GIVEN RECORDS:
────────────────
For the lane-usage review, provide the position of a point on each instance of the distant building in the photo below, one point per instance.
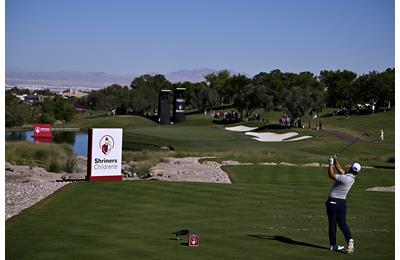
(80, 108)
(74, 93)
(34, 98)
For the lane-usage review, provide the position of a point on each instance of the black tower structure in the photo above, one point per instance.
(179, 105)
(163, 107)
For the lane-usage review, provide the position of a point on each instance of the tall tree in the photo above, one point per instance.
(341, 90)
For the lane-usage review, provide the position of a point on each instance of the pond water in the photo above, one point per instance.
(78, 140)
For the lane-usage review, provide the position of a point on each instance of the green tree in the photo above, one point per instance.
(341, 90)
(145, 91)
(203, 97)
(299, 101)
(251, 97)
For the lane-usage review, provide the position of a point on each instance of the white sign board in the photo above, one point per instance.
(104, 154)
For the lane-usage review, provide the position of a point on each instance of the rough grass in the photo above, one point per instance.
(267, 213)
(53, 157)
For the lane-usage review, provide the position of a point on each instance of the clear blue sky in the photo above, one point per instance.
(139, 36)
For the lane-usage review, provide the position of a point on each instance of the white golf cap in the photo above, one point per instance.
(356, 167)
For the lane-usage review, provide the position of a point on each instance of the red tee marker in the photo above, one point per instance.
(194, 240)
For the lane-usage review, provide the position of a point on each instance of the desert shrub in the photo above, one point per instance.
(391, 159)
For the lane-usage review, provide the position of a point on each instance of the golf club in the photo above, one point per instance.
(350, 144)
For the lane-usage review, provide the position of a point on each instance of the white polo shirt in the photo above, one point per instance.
(342, 185)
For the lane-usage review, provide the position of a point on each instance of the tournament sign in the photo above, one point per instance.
(104, 154)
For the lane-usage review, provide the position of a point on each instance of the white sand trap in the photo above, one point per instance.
(299, 138)
(240, 128)
(271, 137)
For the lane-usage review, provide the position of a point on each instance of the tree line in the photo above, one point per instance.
(295, 94)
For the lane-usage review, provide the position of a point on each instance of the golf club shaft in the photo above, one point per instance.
(347, 146)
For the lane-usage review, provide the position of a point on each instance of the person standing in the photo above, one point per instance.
(336, 203)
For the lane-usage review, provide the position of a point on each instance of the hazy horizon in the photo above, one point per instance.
(137, 37)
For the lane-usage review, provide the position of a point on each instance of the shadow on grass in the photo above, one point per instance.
(287, 240)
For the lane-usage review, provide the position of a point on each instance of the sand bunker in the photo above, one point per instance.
(240, 128)
(299, 138)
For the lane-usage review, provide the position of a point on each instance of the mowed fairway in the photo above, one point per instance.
(267, 213)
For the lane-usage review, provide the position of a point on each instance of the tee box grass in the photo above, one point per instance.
(266, 213)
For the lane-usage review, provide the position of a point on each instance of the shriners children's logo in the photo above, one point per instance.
(106, 144)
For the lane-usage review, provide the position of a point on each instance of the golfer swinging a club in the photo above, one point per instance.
(336, 203)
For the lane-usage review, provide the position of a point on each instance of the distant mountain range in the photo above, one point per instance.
(18, 77)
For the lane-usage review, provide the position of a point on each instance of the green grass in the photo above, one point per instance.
(267, 213)
(200, 136)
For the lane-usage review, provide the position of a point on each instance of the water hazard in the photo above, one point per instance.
(78, 140)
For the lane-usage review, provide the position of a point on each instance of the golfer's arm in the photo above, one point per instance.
(331, 172)
(339, 167)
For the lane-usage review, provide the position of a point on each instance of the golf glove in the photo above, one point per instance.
(331, 160)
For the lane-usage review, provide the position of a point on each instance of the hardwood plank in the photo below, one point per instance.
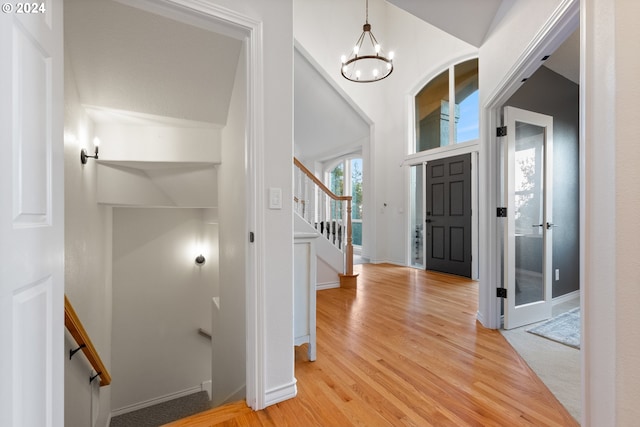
────────────────
THE PROBLEM:
Identify every line in the material above that contains the string "green" and copy each one in full. Case counts, so match only that exact capitalization.

RESULT:
For the lane-usage review, provide the position of a point on each instance of the green tree in the photo above, one point per instance.
For the lane-usage review, provide the position of a point on each instance of the green grass in the photo above, one point per instance.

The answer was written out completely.